Abstract
Unlike researchers in magnetic resonance imaging who have considerable access to high level tools and to data at a very basic level on their scanners, those involved with ultrasound have found little in the way of meaningful and widespread access to even the most basic echo signals in their clinical systems. Interest has emerged, however, in ultrasound research interfaces on commercial scanners to provide access to raw ultrasound data and control of basic research functions. This paper describes initial experience gained on one such ultrasound system. The Ultrasonix 500RP system provides research access to the data at multiple points in the signal processing chain and allows control over most imaging parameters. The Ultrasonix system allows for three methods of research control. One is implemented along with the standard clinical imaging software using "mouseover" screens on the periphery of the application window. These screens are configured by the user to display various signal processing variables, which can be modified in real time. Second, the system can be controlled via a user-written remote control client application interacting through the clinical exam software. Lastly, the user can write a complete application which initializes the basic ultrasound module but need not use the Ultrasonix clinical exam software. All of the modes can be done locally on the scanner itself or via a network, and are based on software developed in C++ with libraries supplied with the scanner. Two examples are presented in this paper from the evaluation of the system in "real world" applications. Measurements of absolute backscatter coefficients and attenuation coefficients versus frequency are shown and elastograms utilizing spatial compounding are described.

» **Dataset content**:

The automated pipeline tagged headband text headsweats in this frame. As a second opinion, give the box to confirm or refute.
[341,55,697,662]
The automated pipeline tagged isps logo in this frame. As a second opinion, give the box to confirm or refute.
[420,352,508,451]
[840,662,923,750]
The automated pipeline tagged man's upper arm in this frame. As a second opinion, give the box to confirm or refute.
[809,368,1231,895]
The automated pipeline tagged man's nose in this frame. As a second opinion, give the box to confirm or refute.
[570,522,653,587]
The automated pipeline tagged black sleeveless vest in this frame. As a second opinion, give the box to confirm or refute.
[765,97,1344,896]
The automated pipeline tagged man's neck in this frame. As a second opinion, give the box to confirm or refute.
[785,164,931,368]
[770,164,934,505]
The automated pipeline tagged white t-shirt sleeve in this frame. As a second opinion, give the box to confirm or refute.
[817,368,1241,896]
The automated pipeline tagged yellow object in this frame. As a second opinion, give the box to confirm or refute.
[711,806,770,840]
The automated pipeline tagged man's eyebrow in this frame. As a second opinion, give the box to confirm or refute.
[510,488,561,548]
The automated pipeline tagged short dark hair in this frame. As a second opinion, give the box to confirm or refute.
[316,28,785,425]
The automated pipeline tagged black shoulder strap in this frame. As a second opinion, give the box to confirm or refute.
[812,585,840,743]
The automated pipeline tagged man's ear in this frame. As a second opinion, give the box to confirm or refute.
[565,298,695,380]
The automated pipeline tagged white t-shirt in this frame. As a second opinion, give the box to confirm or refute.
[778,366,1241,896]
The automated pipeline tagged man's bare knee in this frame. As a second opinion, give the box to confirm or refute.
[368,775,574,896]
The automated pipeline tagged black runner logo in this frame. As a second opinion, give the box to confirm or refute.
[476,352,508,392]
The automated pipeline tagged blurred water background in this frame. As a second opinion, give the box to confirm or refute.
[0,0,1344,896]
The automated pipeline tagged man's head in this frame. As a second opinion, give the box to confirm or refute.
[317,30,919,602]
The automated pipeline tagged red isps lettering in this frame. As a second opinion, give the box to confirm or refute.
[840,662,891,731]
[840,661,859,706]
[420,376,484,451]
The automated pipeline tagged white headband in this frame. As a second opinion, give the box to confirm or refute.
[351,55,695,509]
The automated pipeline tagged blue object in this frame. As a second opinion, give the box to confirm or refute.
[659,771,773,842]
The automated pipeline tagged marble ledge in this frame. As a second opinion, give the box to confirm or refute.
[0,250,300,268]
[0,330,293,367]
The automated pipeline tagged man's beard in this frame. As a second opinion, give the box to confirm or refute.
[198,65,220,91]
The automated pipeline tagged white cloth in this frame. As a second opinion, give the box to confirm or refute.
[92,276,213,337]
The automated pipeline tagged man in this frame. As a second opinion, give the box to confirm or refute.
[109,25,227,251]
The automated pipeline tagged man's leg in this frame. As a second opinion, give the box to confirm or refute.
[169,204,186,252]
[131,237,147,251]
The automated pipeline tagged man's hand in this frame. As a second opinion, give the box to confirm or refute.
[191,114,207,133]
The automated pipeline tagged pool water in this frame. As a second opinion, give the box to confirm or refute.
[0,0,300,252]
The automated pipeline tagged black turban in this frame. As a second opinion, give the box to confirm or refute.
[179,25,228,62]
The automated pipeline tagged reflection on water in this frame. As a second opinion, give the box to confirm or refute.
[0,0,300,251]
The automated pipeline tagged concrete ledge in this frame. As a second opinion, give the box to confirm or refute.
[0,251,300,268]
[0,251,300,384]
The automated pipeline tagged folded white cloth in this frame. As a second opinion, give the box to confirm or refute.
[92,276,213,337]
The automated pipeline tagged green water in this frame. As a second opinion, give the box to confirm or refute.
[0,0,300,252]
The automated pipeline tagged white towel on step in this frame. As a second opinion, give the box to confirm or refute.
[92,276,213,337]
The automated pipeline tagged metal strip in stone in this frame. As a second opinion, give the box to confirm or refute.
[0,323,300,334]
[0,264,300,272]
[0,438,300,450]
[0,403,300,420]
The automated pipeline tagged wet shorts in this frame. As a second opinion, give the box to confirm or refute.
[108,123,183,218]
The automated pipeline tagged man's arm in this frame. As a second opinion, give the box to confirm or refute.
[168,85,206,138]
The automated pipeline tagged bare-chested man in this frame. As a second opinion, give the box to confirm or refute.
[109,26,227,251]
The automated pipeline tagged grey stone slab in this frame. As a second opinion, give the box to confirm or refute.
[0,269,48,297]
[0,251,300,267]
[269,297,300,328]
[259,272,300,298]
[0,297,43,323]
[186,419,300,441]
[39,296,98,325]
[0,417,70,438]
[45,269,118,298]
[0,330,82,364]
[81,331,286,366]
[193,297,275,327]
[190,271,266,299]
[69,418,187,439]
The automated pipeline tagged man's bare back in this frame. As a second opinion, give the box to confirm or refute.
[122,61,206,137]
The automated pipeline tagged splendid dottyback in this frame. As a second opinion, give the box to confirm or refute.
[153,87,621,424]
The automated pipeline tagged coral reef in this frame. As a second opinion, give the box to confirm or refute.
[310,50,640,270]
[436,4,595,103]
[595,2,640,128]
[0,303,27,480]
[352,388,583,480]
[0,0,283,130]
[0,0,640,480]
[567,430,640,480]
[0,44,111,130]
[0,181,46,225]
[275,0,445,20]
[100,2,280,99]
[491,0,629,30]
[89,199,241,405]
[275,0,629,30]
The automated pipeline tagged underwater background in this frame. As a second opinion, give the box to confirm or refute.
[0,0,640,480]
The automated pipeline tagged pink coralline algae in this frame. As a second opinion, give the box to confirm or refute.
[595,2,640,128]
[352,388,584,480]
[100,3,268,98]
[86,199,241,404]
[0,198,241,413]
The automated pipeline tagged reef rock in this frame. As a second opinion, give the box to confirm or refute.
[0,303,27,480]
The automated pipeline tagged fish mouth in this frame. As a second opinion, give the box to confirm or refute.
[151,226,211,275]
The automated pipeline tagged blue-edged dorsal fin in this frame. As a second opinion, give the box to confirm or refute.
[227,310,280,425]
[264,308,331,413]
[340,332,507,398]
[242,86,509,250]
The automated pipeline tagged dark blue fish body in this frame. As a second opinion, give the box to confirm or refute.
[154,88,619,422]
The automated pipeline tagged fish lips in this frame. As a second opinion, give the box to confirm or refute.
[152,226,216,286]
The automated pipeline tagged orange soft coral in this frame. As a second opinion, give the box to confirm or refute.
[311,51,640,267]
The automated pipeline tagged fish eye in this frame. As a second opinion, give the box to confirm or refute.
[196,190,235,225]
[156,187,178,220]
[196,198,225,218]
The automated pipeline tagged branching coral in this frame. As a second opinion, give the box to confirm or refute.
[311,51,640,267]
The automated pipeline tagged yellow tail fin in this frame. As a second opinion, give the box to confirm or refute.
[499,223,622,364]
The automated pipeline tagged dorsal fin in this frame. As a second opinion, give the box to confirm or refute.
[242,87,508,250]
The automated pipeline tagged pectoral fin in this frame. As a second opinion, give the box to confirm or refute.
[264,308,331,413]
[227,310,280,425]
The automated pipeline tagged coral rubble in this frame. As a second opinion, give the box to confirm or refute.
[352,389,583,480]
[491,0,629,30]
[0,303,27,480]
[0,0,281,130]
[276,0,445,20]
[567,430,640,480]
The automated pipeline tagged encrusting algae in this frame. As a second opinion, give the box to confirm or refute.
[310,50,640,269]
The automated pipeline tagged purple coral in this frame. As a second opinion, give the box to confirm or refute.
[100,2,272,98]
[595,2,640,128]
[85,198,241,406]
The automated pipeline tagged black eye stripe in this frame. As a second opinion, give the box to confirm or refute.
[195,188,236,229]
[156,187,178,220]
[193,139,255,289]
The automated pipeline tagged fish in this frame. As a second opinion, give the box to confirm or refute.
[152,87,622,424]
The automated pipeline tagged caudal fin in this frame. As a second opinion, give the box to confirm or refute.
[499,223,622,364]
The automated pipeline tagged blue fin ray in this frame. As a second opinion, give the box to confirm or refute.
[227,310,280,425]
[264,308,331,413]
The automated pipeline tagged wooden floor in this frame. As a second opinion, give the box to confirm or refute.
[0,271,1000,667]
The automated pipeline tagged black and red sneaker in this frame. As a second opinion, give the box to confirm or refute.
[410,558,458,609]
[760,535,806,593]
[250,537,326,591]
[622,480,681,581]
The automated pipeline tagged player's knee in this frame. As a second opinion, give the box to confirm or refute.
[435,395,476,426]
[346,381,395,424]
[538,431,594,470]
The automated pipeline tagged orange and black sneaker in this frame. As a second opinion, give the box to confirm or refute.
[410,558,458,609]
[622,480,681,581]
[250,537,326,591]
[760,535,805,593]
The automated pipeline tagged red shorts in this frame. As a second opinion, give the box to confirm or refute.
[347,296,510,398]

» **Aim of the task**: Quote the ultrasound research interface abstract in full, word for word. The listing here was taken from a separate source.

» **Solution to the exercise**:
Abstract
Unlike researchers in magnetic resonance imaging who have considerable access to high level tools and to data at a very basic level on their scanners, those involved with ultrasound have found little in the way of meaningful and widespread access to even the most basic echo signals in their clinical systems. Interest has emerged, however, in ultrasound research interfaces on commercial scanners to provide access to raw ultrasound data and control of basic research functions. This paper describes initial experience gained on one such ultrasound system. The Ultrasonix 500RP system provides research access to the data at multiple points in the signal processing chain and allows control over most imaging parameters. The Ultrasonix system allows for three methods of research control. One is implemented along with the standard clinical imaging software using "mouseover" screens on the periphery of the application window. These screens are configured by the user to display various signal processing variables, which can be modified in real time. Second, the system can be controlled via a user-written remote control client application interacting through the clinical exam software. Lastly, the user can write a complete application which initializes the basic ultrasound module but need not use the Ultrasonix clinical exam software. All of the modes can be done locally on the scanner itself or via a network, and are based on software developed in C++ with libraries supplied with the scanner. Two examples are presented in this paper from the evaluation of the system in "real world" applications. Measurements of absolute backscatter coefficients and attenuation coefficients versus frequency are shown and elastograms utilizing spatial compounding are described.